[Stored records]
------------
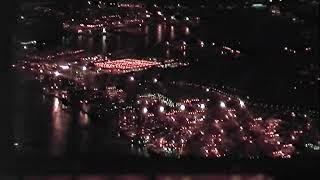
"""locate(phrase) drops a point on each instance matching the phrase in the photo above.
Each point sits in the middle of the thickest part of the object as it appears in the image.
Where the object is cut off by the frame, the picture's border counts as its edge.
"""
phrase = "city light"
(222, 104)
(64, 67)
(182, 107)
(242, 103)
(155, 80)
(144, 110)
(56, 73)
(161, 109)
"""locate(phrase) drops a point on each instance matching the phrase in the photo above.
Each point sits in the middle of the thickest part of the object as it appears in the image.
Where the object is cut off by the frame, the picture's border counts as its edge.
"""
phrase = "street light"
(222, 104)
(155, 80)
(242, 104)
(161, 108)
(144, 110)
(56, 73)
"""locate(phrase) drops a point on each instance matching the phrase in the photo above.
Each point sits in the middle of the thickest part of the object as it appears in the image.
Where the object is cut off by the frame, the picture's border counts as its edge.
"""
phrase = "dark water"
(43, 127)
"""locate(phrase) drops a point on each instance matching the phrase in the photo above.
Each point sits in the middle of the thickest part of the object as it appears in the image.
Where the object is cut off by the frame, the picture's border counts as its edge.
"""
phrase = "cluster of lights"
(126, 65)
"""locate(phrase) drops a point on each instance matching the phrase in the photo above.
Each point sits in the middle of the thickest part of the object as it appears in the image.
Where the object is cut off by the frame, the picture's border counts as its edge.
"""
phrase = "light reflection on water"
(159, 33)
(83, 119)
(172, 34)
(104, 46)
(60, 124)
(187, 31)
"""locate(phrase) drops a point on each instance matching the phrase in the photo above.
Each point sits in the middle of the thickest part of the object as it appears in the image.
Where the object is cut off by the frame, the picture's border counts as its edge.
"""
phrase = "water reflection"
(90, 43)
(118, 42)
(83, 119)
(79, 40)
(146, 38)
(60, 123)
(186, 30)
(104, 46)
(159, 33)
(167, 53)
(172, 34)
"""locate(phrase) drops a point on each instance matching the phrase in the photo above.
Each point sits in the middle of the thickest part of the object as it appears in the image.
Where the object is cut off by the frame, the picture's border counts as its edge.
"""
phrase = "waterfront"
(235, 58)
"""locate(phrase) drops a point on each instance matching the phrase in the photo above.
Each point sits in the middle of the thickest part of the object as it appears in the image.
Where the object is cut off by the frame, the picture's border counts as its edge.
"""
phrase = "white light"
(64, 67)
(222, 104)
(56, 73)
(144, 110)
(161, 108)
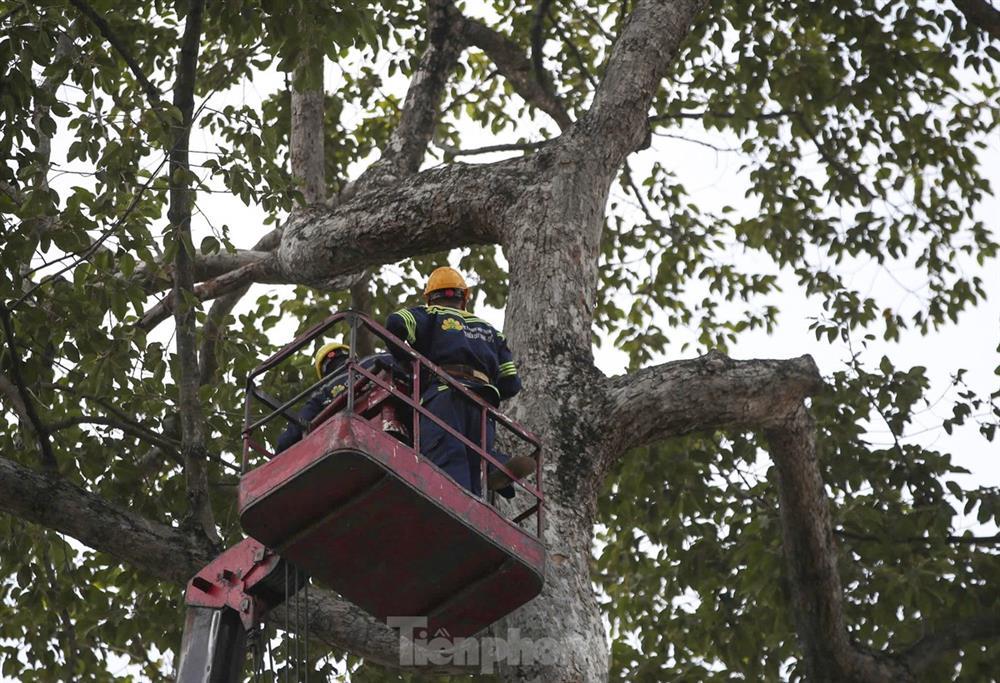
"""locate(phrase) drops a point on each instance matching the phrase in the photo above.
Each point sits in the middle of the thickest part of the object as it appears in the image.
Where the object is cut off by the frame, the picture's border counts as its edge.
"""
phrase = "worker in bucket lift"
(474, 353)
(329, 362)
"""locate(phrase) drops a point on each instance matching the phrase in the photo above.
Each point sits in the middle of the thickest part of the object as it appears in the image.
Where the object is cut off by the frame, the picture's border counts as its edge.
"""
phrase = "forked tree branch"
(152, 93)
(408, 142)
(711, 392)
(715, 392)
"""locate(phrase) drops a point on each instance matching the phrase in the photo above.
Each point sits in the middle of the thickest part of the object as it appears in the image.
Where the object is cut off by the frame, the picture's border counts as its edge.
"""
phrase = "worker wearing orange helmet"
(476, 354)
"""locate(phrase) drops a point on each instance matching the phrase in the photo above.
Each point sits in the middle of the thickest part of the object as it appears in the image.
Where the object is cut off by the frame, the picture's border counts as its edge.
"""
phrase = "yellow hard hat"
(328, 351)
(445, 278)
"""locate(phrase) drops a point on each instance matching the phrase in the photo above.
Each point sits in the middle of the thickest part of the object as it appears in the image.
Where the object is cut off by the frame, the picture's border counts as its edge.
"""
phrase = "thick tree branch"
(231, 282)
(407, 145)
(982, 14)
(639, 59)
(537, 45)
(173, 554)
(193, 431)
(711, 392)
(922, 654)
(437, 209)
(163, 551)
(121, 48)
(27, 406)
(516, 67)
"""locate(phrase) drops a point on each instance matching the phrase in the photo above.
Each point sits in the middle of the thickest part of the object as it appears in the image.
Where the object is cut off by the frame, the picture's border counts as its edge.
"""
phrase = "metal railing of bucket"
(359, 376)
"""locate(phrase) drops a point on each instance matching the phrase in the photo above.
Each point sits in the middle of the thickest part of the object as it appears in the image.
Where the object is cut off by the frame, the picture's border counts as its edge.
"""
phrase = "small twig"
(695, 141)
(44, 438)
(9, 14)
(538, 42)
(763, 116)
(151, 91)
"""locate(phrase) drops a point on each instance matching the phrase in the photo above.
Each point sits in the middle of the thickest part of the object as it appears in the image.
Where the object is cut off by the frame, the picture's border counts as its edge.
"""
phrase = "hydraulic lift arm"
(225, 600)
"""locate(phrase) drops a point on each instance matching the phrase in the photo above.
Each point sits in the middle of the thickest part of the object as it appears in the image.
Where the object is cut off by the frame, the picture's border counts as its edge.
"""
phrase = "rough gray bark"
(193, 431)
(306, 144)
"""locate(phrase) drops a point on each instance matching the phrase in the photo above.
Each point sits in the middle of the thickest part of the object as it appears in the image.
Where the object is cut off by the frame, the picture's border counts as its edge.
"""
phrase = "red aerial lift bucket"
(364, 514)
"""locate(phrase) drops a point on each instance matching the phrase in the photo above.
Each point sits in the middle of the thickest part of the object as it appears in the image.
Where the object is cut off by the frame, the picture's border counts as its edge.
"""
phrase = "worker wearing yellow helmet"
(476, 354)
(329, 362)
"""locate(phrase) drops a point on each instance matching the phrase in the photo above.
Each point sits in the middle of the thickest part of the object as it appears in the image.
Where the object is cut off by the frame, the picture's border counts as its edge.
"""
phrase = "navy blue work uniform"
(476, 354)
(335, 384)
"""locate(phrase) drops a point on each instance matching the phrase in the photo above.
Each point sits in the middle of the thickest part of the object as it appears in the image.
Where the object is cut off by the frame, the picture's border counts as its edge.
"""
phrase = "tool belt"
(466, 372)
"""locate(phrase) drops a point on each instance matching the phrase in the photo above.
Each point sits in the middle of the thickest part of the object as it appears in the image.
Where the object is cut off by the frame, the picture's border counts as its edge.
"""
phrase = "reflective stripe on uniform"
(411, 325)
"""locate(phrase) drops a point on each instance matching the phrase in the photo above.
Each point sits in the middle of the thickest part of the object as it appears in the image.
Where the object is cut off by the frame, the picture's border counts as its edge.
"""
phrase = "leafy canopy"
(859, 128)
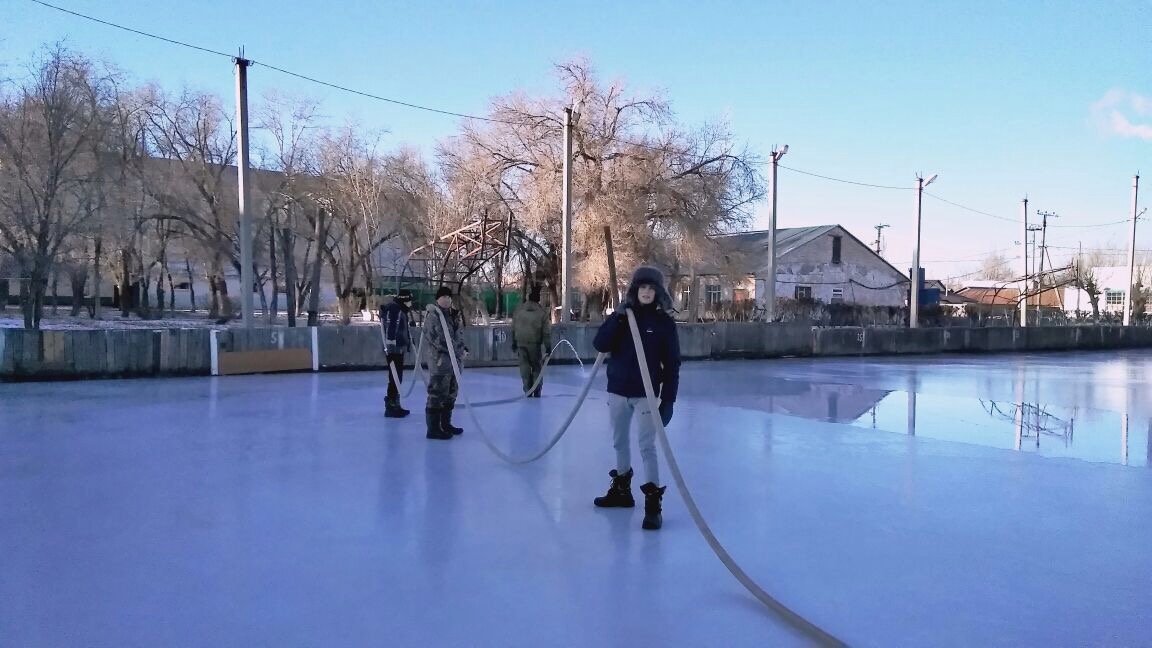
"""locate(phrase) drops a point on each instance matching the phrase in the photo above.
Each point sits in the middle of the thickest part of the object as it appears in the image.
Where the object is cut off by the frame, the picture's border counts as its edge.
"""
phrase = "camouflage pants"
(442, 391)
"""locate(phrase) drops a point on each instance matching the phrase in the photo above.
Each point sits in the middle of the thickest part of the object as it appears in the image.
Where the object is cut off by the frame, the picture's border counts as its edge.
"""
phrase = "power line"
(493, 120)
(844, 181)
(1097, 224)
(377, 97)
(282, 70)
(970, 209)
(1088, 225)
(174, 42)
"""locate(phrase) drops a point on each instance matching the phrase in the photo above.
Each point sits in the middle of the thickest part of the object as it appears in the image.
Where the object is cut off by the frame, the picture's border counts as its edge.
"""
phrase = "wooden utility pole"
(614, 287)
(245, 218)
(877, 242)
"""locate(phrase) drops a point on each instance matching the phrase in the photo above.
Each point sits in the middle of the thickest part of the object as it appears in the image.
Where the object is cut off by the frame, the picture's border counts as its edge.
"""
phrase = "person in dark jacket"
(398, 340)
(650, 302)
(442, 385)
(530, 332)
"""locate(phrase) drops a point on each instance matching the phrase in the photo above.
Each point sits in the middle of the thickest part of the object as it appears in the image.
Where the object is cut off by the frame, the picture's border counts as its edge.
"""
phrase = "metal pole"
(1131, 256)
(1023, 281)
(245, 217)
(770, 284)
(914, 292)
(567, 223)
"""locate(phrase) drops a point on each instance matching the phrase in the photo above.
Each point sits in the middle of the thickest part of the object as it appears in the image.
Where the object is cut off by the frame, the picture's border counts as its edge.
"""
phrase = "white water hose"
(800, 623)
(419, 376)
(797, 622)
(471, 413)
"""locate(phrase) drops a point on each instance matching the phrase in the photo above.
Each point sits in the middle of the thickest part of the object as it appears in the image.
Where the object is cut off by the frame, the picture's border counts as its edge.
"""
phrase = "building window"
(712, 295)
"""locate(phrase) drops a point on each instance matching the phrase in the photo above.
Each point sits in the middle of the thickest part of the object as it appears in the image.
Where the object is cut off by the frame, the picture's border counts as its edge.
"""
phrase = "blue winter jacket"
(661, 348)
(394, 321)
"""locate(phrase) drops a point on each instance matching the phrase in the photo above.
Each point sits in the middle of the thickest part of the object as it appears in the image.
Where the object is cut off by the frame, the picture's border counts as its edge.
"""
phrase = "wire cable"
(842, 180)
(174, 42)
(815, 632)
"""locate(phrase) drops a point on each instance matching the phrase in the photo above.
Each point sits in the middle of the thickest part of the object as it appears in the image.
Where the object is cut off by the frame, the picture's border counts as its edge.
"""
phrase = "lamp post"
(914, 293)
(770, 284)
(1131, 255)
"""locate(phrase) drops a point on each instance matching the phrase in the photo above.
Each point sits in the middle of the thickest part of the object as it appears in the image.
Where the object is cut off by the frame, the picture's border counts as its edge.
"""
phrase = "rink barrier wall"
(202, 352)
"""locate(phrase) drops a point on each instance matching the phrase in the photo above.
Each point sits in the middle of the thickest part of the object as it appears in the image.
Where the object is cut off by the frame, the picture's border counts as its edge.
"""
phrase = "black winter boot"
(620, 492)
(432, 415)
(392, 408)
(446, 422)
(652, 497)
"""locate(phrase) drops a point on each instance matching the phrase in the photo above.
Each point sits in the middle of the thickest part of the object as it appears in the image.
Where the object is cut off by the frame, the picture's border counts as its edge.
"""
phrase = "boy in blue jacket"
(651, 304)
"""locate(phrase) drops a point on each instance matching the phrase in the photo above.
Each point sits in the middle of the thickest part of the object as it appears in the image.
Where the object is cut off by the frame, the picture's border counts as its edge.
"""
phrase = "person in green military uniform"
(530, 332)
(441, 383)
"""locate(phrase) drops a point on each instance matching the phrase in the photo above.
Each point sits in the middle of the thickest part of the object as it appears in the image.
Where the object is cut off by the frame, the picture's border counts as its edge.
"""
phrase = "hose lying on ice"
(800, 623)
(484, 435)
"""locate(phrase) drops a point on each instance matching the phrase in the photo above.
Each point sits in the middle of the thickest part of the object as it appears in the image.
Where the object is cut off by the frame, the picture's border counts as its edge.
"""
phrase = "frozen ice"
(938, 500)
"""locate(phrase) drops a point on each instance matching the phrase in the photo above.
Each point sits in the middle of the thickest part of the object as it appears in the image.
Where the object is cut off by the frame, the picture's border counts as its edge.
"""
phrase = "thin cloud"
(1123, 113)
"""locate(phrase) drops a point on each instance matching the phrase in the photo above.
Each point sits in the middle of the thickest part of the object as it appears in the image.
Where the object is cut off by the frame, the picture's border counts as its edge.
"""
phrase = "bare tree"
(52, 127)
(1084, 278)
(371, 198)
(194, 182)
(661, 188)
(995, 268)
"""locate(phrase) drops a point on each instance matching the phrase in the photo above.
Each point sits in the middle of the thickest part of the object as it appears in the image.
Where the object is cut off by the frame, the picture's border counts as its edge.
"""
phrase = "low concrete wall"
(174, 352)
(103, 354)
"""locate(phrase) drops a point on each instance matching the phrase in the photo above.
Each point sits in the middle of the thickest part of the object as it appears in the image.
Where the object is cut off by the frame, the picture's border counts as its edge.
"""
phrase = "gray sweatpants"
(620, 413)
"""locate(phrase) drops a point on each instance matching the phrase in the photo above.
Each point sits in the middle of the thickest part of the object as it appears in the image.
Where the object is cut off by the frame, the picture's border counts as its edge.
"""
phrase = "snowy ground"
(286, 511)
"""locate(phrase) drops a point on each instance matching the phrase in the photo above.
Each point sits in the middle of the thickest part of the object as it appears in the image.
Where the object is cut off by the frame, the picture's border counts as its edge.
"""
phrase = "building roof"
(788, 239)
(749, 248)
(1009, 295)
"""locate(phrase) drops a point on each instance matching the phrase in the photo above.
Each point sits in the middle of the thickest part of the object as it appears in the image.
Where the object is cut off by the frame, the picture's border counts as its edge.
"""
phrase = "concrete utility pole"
(878, 228)
(567, 223)
(1131, 255)
(914, 292)
(770, 284)
(1023, 280)
(1044, 253)
(245, 217)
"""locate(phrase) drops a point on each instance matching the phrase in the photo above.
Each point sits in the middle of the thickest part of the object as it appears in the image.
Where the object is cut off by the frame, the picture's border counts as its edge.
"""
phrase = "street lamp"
(914, 294)
(770, 285)
(1131, 254)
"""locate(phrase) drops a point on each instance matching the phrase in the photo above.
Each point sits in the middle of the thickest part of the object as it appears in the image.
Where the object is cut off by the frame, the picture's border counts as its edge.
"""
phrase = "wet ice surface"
(286, 510)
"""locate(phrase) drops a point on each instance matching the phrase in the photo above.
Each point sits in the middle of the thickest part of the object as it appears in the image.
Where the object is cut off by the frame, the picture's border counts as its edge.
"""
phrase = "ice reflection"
(1083, 406)
(1045, 429)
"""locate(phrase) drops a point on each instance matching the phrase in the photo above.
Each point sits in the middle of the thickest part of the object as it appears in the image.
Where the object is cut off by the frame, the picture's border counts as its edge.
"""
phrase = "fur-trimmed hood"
(654, 278)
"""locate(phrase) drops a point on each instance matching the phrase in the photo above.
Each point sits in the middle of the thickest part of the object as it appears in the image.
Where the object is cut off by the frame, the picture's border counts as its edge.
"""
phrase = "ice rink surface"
(938, 500)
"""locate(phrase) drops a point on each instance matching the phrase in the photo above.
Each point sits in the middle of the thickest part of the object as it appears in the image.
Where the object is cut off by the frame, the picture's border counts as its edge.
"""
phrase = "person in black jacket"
(398, 340)
(651, 304)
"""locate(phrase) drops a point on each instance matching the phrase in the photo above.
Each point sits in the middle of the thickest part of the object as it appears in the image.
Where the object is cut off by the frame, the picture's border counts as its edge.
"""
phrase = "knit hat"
(652, 277)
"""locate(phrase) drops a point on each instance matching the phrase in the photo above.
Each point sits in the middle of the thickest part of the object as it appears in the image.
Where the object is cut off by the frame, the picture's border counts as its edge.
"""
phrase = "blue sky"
(1001, 99)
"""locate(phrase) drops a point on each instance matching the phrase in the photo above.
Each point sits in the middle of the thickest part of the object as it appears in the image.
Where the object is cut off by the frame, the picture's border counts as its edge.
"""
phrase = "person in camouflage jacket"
(441, 384)
(530, 333)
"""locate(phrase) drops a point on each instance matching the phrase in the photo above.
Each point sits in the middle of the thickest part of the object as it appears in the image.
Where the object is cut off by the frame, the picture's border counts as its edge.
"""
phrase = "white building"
(1113, 284)
(824, 263)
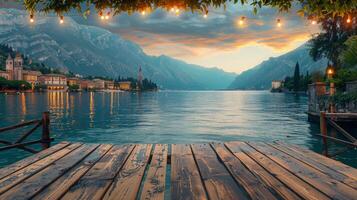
------------
TASK TO COMPLETE: Which lines in the data above contain the word "branch"? Copy each of them in full.

TASK ANSWER:
phrase = "forked tree branch"
phrase = "thick tree branch"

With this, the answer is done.